───── Stored rows ─────

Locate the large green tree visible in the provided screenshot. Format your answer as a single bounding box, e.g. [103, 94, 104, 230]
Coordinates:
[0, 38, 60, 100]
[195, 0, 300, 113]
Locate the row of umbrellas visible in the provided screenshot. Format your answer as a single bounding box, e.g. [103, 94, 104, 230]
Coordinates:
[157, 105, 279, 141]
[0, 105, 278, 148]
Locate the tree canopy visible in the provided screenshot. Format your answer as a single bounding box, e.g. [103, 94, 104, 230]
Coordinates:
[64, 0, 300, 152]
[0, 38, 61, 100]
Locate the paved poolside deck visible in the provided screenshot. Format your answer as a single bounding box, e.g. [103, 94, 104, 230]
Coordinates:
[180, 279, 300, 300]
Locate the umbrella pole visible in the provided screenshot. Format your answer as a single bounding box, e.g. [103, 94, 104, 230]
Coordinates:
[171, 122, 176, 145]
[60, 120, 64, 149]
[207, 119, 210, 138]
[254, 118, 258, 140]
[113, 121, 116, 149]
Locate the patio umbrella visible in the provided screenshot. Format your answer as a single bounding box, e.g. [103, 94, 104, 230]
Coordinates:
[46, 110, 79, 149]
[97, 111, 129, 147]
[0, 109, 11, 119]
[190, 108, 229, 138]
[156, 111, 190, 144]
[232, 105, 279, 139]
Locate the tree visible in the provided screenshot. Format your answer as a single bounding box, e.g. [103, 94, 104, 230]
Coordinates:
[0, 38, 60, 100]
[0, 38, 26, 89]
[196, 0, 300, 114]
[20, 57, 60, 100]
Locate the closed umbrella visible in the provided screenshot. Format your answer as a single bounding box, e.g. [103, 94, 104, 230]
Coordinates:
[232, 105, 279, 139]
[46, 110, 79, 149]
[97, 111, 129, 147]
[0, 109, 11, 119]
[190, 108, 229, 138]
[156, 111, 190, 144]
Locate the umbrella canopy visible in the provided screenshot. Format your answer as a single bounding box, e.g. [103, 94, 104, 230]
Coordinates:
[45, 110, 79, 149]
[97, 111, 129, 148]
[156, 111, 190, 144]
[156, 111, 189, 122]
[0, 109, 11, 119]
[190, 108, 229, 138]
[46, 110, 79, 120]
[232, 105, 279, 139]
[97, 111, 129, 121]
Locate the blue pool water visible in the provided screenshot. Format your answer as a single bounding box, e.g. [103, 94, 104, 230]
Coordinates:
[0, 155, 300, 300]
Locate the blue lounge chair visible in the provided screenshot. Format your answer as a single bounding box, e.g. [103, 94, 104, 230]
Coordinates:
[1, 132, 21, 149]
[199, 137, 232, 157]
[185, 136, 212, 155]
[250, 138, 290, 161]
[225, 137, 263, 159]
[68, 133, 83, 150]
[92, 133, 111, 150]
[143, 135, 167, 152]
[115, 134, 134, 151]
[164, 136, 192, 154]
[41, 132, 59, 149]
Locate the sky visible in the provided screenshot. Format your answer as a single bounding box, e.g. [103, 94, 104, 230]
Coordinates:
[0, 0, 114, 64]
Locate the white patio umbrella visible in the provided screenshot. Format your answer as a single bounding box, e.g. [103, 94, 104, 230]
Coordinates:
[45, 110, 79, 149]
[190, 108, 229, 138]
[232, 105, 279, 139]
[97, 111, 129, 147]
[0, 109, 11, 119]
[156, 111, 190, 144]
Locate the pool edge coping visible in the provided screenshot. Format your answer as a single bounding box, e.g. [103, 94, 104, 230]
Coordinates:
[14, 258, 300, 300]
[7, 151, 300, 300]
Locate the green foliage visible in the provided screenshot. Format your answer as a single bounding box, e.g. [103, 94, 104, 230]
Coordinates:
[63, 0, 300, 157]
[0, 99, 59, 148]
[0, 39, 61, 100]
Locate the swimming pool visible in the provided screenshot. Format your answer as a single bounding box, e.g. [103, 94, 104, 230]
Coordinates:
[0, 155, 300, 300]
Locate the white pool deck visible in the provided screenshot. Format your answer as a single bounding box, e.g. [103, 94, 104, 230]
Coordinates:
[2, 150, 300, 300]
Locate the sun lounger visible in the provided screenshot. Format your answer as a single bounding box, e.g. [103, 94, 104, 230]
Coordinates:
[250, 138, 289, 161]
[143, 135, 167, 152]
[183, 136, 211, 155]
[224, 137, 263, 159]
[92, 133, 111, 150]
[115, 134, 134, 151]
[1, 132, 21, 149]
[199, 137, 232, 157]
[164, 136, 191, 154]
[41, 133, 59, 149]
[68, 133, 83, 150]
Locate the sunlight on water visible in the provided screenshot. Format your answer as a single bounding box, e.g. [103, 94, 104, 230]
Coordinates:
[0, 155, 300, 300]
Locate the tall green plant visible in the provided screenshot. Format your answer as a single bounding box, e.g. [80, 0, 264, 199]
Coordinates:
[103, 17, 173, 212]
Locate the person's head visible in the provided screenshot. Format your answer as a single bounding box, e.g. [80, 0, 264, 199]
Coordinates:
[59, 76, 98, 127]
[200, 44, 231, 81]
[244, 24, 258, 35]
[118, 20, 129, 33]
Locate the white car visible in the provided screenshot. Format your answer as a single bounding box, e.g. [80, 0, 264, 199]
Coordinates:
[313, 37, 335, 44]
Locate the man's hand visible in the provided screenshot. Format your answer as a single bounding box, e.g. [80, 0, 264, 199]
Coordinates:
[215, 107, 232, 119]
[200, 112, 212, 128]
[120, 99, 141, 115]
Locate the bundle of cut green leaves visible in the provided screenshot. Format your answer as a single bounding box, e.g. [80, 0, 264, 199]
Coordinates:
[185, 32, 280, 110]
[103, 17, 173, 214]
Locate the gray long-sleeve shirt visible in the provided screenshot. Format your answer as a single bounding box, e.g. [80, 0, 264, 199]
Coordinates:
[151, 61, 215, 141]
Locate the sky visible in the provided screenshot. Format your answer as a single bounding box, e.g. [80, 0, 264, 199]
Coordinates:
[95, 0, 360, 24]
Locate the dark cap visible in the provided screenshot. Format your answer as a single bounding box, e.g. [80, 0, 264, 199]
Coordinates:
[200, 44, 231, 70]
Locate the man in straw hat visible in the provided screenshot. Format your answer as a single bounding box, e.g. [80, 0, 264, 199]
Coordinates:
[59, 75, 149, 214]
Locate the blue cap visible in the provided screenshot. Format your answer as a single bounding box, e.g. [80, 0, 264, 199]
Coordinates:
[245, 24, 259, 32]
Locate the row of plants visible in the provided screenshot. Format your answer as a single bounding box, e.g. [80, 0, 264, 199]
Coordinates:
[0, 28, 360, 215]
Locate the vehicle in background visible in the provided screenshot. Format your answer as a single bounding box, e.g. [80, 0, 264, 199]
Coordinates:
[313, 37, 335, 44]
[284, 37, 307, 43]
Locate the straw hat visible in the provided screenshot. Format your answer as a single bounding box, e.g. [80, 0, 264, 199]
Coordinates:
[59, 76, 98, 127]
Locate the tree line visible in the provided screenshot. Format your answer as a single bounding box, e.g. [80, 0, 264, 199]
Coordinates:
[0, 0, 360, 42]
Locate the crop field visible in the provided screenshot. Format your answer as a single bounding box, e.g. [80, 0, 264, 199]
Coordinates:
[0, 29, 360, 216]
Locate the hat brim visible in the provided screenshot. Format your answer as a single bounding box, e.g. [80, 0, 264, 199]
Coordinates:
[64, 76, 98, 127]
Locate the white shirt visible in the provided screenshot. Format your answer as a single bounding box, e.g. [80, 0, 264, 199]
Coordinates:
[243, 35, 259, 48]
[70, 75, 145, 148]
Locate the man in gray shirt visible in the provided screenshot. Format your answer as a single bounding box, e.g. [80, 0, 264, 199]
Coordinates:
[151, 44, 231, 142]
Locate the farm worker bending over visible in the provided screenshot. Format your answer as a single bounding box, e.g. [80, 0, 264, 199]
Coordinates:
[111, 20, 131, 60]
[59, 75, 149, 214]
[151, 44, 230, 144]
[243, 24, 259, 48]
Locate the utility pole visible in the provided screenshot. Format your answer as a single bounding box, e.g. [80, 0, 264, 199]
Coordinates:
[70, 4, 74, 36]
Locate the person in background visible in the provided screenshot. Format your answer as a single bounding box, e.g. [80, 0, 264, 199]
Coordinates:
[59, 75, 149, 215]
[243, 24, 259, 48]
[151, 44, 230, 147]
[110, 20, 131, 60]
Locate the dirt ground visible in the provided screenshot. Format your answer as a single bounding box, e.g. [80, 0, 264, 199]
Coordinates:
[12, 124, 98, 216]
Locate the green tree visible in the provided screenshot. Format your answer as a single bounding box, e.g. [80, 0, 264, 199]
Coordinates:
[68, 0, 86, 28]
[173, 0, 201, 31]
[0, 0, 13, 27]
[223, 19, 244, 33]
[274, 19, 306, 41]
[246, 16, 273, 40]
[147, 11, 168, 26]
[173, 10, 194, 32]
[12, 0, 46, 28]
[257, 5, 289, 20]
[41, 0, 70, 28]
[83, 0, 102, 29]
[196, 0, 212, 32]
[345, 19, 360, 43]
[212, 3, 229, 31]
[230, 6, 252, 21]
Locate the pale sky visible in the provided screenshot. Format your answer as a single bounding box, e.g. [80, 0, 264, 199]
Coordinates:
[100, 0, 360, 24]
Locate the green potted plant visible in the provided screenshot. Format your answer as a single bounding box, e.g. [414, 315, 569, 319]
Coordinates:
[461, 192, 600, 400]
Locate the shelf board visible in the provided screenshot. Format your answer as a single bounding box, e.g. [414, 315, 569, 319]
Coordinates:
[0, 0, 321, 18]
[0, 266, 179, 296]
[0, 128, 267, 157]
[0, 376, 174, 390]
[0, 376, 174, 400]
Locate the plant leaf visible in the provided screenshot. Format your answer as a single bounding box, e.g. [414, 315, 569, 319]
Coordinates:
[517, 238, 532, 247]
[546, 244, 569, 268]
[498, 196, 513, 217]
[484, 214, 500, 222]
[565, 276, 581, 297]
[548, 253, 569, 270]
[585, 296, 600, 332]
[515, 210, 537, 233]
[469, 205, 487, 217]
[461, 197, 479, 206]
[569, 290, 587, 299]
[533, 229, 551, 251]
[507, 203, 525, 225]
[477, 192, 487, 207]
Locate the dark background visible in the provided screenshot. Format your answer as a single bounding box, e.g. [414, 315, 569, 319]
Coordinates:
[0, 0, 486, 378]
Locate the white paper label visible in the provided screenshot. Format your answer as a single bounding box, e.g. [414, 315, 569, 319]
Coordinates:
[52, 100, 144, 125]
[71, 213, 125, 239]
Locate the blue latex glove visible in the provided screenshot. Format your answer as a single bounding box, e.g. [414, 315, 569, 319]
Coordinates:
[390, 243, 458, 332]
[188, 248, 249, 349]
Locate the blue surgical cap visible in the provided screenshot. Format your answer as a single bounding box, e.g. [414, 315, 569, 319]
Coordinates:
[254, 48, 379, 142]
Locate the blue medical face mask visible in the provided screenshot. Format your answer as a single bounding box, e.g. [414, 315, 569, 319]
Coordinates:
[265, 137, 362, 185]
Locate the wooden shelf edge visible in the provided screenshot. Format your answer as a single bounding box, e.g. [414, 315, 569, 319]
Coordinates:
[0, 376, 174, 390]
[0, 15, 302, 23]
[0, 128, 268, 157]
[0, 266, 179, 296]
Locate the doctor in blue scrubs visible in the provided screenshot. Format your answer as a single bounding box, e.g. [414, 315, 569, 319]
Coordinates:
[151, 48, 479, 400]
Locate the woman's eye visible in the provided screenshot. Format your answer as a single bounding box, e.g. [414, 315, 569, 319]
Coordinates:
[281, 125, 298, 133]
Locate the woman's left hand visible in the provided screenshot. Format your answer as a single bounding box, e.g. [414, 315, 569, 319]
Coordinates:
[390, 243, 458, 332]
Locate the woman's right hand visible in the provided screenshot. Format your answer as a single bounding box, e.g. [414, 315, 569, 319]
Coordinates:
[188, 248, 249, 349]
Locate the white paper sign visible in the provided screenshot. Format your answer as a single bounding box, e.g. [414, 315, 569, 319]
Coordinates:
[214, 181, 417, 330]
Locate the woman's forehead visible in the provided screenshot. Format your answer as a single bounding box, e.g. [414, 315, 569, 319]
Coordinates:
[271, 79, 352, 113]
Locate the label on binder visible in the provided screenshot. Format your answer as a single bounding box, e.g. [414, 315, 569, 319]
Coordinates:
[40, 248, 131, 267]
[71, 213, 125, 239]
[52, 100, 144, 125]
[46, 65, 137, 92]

─────

**Given request**
Tally the lines of the entries above that contain the string "pole", with case counting, and give only the number.

**Solution for this problem**
2